Improve Communications with Your Spouse and Your Ex

“I am dating a SingleDad and he communicates with his ex-wife too much, how do I stop him?”

I was interested in getting the rest of the story, so I made contact with the member to elaborate on what was going on in this relationship. For the sake of everyone’s privacy in this story, I’m going to call the girlfriend Mary, the single dad Mike, and the ex-wife Nancy.

So Mary’s telling me that she has been dating Mike for over two years now and she feels that her relationship is pretty committed and that Mike and she have the “two home exchange” going on pretty well. This is something where the Single Parent couple will stay at the other person’s house for the weekend and “exchange” destinations every other time when they have a “no kid” weekends. I find this romantic and it happens all the time in most Single Parent relationships. So as the relationship has grown over the two years, Mary just can’t shake the ongoing and frequent communication that Mike is having with Nancy.

I asked, “How frequent do they talk?” Mary explains, “at least 3 to 5 times a day”.  “About what?” I asked as I thought aloud. What bothers Mary is the fact that every time that Nancy calls, Mike purposely leaves the room and talks in whispers for hours to Nancy. “For hours?” I ask.

★ ★ ★

▸ **GIVEN PROBLEM A**
Pick out every line of the records below that contains the string "flesh", and copy each one. Matching is case-sensitive.

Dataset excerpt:
★ ★ ★

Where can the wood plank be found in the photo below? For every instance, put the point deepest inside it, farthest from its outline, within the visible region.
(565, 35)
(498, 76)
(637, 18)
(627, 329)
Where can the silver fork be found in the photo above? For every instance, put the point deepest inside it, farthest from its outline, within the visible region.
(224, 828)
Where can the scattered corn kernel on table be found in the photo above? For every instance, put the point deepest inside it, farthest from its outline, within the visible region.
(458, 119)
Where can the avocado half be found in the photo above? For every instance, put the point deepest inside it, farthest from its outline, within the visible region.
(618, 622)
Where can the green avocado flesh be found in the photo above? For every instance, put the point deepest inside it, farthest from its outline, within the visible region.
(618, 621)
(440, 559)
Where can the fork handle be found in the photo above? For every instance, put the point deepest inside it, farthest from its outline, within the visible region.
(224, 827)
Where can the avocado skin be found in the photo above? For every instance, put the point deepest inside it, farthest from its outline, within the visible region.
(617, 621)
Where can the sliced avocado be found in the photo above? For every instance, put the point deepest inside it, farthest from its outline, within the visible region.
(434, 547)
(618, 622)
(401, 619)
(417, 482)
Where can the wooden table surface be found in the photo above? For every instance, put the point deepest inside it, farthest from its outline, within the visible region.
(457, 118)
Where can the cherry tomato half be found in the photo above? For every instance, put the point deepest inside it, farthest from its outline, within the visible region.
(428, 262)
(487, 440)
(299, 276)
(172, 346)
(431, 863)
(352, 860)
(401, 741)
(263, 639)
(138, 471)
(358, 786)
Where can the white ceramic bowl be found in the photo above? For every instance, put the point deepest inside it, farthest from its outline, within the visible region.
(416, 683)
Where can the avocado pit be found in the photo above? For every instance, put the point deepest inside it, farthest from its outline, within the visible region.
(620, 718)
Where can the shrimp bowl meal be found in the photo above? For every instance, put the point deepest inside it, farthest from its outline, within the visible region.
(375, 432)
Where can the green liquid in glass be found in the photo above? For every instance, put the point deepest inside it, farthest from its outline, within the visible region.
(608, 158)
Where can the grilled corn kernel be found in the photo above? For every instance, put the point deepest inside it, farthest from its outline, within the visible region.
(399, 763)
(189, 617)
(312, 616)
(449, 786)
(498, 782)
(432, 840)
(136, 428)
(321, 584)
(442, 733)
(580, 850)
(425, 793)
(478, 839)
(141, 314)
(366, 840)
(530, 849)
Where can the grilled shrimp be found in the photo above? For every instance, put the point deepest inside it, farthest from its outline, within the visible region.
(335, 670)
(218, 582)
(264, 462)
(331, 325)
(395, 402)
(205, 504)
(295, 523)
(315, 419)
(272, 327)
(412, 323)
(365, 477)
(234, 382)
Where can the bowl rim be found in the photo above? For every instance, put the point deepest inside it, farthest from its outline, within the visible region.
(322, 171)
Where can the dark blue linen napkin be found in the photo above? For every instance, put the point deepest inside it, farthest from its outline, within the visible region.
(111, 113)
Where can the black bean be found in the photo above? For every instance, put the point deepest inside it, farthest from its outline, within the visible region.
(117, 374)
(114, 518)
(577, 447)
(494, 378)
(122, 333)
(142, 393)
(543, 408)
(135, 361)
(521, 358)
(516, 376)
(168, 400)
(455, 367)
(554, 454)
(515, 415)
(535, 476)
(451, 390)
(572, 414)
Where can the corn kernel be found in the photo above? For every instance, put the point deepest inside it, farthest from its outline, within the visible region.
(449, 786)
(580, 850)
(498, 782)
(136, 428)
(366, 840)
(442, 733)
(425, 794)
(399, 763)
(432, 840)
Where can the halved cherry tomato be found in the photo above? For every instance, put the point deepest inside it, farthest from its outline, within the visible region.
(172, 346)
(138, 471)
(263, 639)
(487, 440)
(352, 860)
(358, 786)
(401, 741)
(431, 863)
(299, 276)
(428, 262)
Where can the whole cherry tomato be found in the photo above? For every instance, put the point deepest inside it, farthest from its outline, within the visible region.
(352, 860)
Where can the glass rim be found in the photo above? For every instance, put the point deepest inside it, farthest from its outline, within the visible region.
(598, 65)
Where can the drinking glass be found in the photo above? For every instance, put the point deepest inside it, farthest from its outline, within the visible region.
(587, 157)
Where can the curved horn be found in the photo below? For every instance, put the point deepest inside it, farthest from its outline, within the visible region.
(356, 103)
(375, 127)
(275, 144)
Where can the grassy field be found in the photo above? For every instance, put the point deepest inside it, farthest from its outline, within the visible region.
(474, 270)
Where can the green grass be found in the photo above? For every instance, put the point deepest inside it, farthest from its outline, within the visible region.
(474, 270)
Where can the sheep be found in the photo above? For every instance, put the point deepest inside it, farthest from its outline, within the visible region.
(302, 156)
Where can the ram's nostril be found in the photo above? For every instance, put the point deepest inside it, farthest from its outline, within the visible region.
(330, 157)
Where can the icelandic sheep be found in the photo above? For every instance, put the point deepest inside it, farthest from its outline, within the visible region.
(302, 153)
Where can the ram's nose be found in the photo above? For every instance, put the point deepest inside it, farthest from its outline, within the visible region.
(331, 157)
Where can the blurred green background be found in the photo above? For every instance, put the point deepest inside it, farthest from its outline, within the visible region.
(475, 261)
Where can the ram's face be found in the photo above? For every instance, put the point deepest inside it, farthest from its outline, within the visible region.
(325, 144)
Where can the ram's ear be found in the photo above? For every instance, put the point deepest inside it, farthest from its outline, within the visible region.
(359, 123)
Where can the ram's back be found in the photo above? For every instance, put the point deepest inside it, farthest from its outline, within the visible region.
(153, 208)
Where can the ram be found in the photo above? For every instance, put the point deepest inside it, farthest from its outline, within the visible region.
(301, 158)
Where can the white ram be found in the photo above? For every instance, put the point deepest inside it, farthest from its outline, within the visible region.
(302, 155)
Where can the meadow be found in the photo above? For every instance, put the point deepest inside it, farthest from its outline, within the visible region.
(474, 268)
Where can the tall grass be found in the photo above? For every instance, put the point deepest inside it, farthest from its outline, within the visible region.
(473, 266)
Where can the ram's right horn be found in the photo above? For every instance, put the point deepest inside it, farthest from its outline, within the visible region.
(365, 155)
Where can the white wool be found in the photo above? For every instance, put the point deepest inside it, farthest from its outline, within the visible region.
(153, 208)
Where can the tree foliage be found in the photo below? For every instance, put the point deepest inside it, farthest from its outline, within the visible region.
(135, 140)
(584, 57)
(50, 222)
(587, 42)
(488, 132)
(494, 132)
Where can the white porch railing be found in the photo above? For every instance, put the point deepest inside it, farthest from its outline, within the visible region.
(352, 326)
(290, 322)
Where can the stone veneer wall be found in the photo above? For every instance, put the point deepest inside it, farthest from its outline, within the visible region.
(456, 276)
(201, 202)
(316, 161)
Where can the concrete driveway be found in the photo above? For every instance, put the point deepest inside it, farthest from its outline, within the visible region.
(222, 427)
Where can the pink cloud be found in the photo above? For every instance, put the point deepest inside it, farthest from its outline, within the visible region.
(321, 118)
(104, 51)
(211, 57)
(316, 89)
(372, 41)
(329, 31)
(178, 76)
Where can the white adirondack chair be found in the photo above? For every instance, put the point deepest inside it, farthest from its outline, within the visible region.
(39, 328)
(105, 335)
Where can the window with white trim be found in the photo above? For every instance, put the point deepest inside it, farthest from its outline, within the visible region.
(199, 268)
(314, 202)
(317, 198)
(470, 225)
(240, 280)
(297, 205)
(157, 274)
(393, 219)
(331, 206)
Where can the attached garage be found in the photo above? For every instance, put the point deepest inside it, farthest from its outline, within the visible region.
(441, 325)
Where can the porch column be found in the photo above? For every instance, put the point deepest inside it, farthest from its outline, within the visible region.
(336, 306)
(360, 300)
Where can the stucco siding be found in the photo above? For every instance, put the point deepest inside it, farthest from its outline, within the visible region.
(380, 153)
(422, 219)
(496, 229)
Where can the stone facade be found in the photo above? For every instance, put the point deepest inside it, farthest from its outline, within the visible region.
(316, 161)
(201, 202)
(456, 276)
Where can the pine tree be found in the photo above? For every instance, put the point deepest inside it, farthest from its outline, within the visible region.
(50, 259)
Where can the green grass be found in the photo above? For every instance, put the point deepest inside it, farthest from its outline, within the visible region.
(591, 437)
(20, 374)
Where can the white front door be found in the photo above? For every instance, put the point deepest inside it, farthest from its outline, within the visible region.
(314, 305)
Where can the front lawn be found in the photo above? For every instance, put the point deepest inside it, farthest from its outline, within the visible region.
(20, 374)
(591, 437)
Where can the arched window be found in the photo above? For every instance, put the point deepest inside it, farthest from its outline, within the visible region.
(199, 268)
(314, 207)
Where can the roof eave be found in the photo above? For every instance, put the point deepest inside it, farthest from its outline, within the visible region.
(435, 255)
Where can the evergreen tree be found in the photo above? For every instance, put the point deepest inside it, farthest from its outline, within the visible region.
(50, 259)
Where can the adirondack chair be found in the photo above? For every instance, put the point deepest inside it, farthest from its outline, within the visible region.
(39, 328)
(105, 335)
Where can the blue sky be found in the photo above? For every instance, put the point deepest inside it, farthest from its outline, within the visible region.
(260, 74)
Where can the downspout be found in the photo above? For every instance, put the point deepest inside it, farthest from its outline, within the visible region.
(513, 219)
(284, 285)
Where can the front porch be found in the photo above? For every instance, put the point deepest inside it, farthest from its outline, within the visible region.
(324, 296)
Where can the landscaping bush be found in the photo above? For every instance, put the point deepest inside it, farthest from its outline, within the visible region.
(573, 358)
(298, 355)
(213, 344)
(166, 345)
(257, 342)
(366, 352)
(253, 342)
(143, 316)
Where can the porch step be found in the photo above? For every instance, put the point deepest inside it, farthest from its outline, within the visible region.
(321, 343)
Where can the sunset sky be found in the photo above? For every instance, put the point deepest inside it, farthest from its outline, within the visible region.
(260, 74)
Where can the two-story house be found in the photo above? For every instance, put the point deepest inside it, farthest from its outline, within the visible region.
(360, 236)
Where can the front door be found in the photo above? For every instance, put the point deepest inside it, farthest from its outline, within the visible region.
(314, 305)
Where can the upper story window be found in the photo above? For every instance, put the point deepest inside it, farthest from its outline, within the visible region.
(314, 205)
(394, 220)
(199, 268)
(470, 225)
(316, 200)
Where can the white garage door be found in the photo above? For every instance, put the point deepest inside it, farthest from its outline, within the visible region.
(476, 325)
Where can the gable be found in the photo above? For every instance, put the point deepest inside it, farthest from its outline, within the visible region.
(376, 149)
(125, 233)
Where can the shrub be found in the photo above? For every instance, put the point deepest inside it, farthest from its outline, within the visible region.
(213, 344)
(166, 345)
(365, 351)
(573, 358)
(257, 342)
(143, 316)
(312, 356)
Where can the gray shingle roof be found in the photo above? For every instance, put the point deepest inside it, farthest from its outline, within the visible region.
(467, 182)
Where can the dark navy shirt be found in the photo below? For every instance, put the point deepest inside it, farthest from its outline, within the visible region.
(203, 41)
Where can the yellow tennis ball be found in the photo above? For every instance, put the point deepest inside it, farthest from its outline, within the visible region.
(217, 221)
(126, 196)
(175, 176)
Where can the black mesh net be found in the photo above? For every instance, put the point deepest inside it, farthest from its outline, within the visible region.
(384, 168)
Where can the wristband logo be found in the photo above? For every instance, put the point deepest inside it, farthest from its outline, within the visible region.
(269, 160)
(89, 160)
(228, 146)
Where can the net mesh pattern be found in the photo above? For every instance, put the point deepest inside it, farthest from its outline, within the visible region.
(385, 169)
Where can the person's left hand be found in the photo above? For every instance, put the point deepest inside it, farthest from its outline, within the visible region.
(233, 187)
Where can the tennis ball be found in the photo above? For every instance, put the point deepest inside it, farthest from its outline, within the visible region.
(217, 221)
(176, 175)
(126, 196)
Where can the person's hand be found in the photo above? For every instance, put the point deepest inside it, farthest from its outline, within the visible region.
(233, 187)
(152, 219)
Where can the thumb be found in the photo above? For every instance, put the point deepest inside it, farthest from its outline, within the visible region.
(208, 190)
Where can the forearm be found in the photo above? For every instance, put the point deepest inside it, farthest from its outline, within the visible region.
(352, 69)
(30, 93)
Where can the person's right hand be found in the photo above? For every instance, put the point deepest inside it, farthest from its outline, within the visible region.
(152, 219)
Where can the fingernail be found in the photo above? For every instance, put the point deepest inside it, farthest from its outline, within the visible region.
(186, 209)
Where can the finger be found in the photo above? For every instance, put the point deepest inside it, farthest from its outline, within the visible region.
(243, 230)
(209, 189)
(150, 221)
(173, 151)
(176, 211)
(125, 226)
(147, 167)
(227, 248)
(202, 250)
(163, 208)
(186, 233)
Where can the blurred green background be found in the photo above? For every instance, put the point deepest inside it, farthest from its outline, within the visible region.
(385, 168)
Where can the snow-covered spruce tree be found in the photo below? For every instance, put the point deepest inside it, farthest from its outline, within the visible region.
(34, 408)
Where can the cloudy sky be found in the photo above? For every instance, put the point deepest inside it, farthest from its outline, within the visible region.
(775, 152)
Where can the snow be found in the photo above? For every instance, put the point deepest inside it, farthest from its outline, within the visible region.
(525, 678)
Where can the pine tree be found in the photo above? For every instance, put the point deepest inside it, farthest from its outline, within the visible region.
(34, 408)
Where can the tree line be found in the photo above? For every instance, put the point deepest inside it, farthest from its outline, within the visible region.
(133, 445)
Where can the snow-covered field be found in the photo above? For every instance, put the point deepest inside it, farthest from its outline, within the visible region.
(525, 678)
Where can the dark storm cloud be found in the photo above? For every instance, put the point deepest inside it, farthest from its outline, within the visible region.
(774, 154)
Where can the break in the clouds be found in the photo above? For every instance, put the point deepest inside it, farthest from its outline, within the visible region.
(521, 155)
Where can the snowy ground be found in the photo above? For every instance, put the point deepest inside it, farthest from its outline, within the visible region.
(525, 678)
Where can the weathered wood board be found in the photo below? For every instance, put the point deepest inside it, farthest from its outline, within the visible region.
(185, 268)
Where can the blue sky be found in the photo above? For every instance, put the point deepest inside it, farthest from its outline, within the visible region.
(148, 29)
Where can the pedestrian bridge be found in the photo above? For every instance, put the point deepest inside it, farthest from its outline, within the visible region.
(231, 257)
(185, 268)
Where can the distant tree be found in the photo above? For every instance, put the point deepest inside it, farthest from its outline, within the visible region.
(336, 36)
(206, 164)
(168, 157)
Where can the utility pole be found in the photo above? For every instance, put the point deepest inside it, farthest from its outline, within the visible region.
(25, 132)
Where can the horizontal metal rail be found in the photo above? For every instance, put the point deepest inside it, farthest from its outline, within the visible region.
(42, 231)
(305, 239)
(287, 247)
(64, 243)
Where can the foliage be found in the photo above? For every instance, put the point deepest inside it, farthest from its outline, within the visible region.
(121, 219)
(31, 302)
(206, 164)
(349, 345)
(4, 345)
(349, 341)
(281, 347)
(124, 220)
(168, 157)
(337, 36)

★ ★ ★

▸ **GIVEN PROBLEM B**
Carry on writing the piece about communicating with a spouse and an ex, starting right after its last sentence.

▸ **EXPECTED ANSWER A**
Where can the green avocado flesh be found in the photo above? For every instance, put the point deepest inside it, farthest from its outline, within the visible region.

▸ **EXPECTED ANSWER B**
It appears that Mike will get a morning, afternoon, and an evening call from Nancy. What they talk about, nobody knows but them. What is certain is the type of behavior that Mike is showing every time Nancy calls is bothering Mary. This behavior is not sitting well with Mary for a couple of reasons. First, when Mary approached Mike about the frequency, there was immediate denial and the conversation was ended.  Nobody likes to be “called out” and maybe this is what happens when Mary inquires about Mike’s behavior. And second, maybe there is something to hide, or maybe not. What needs to be discussed is the “choice and consequence” to what’s going on between the couple and their lack of communication in their relationship. You can’t change a person’s choice; you can only let him know the consequences of their choices.

I asked Mary to write down the following advice and follow these three easy steps:

Step 1:  Make sure to start this conversation with a “disclaimer”. I know this sounds funny, but most of us want to feel safe in a conversation before feeling attacked which results in taking on a defensive role. If you want results, try starting the conversation with, “I am not mad you, nobody’s right or wrong in this conversation, I just want to make sure that I am doing my part on having a discussion in the best possible way with you”… The choice is his now.  Does he feel important to change his choices? You have his attention, let’s go to the next step and see.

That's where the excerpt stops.